** Article **
━━━━

Studio album by Doc Severinsen
- Released: 1986
- Recorded: August 5–7, 1986
- Genre: Jazz, big band, swing
- Length: 42:10
- Label: Amherst
- Producer: Jeff Tyzik, Allen Vizzutti

Doc Severinsen chronology
| Seductive Strings Featuring Doc Severinsen (1980) | The Tonight Show Band with Doc Severinsen (1986) | Episodes (1986) |

= The Tonight Show Band with Doc Severinsen =

The Tonight Show Band with Doc Severinsen is an album that won the Grammy Award for Best Large Jazz Ensemble Performance in 1986. The album consists of big band songs arranged by Tommy Newsom, Bill Holman, and Dick Lieb performed by members of the band from The Tonight Show with Johnny Carson. The band is conducted by trumpeter Doc Severinsen.

==Track listing==

| No. | Title | Writer(s) | Length |
|---|---|---|---|
| 1. | "Begin the Beguine" | Cole Porter | 3:51 |
| 2. | "King Porter Stomp" | Jelly Roll Morton | 3:26 |
| 3. | "How Long Has This Been Going On?" | George Gershwin, Ira Gershwin | 4:12 |
| 4. | "One O'Clock Jump" | Count Basie, Eddie Durham | 2:54 |
| 5. | "Tippin' In" | Bobby Smith, Marty Symes | 2:48 |
| 6. | "Shawnee" | Mike Barone | 3:02 |
| 7. | "Johnny's Theme (The Tonight Show Theme)" | Paul Anka, Johnny Carson | 1:21 |
| 8. | "Skyliner" | Charlie Barnet | 3:47 |
| 9. | "Flying Home" | Benny Goodman, Lionel Hampton, Sid Robin | 3:50 |
| 10. | "Bye Bye Blues" | David Bennett, Chauncey Gray, Frederick Hamm, Bert Lown | 3:58 |
| 11. | "I'm Getting Sentimental Over You" | George Bassman, Ned Washington | 3:12 |
| 12. | "Sax Alley" | John Bambridge | 3:22 |
| 13. | "Don't Be That Way" | Benny Goodman, Mitchell Parish, Edgar Sampson | 4:02 |

==Personnel==
Credits adapted from AllMusic.

━━━━

** Listed records **
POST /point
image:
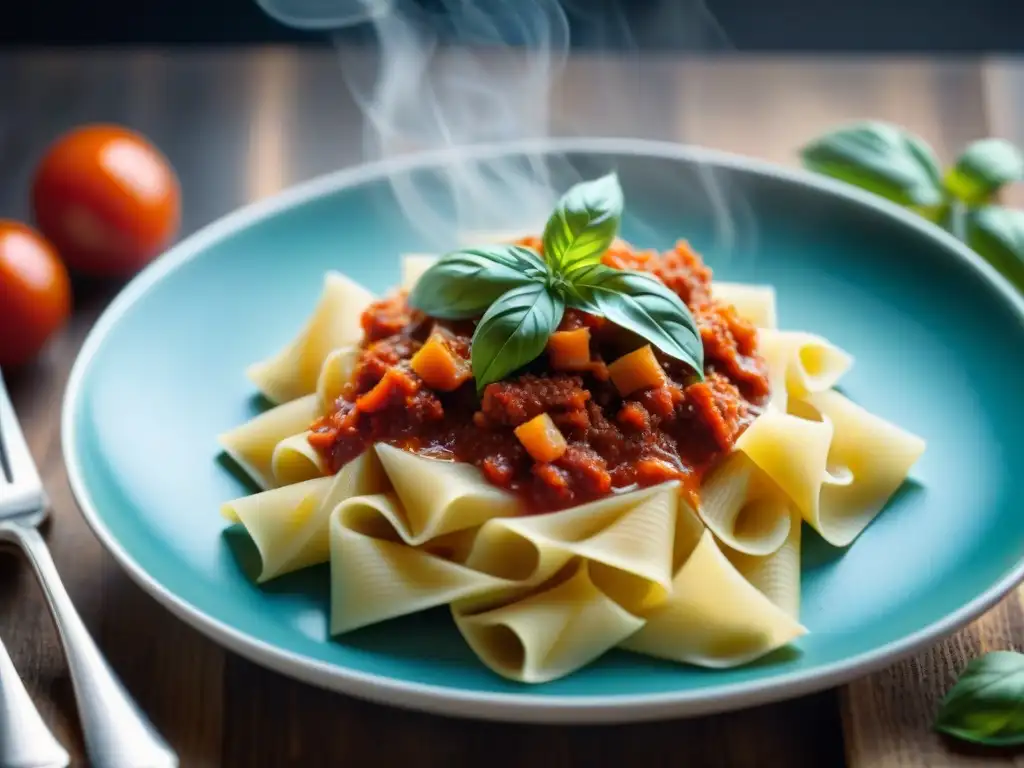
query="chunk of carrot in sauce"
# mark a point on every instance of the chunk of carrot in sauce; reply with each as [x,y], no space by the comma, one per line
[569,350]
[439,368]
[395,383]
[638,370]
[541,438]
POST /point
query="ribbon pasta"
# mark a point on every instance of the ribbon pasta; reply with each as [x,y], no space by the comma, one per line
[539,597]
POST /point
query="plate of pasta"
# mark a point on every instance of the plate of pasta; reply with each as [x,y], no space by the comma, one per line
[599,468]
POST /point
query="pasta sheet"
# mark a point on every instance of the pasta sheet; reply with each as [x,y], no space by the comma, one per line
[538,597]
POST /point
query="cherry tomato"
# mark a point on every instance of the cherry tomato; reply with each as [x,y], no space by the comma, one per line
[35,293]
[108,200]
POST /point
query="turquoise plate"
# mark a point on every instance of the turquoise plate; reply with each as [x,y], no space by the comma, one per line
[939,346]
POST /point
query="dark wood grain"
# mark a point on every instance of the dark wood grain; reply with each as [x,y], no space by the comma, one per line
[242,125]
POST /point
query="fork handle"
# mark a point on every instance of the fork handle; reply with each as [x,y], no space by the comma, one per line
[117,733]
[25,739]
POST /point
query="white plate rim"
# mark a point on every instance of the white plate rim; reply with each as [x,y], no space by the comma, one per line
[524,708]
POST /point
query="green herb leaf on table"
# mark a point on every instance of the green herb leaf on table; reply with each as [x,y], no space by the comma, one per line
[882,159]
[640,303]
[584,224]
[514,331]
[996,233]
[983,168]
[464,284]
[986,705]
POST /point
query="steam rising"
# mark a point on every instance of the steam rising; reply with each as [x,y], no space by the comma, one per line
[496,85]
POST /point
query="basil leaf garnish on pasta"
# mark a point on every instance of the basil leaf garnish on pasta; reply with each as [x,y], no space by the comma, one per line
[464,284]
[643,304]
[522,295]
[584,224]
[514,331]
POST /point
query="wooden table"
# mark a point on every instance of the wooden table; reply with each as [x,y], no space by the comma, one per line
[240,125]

━━━━

** Requirements **
Rewrite everything in the album article from "Studio album by" down to "trumpeter Doc Severinsen.", changing "trumpeter" to "bandleader".

** The output **
Studio album by Doc Severinsen
- Released: 1986
- Recorded: August 5–7, 1986
- Genre: Jazz, big band, swing
- Length: 42:10
- Label: Amherst
- Producer: Jeff Tyzik, Allen Vizzutti

Doc Severinsen chronology
| Seductive Strings Featuring Doc Severinsen (1980) | The Tonight Show Band with Doc Severinsen (1986) | Episodes (1986) |

= The Tonight Show Band with Doc Severinsen =

The Tonight Show Band with Doc Severinsen is an album that won the Grammy Award for Best Large Jazz Ensemble Performance in 1986. The album consists of big band songs arranged by Tommy Newsom, Bill Holman, and Dick Lieb performed by members of the band from The Tonight Show with Johnny Carson. The band is conducted by bandleader Doc Severinsen.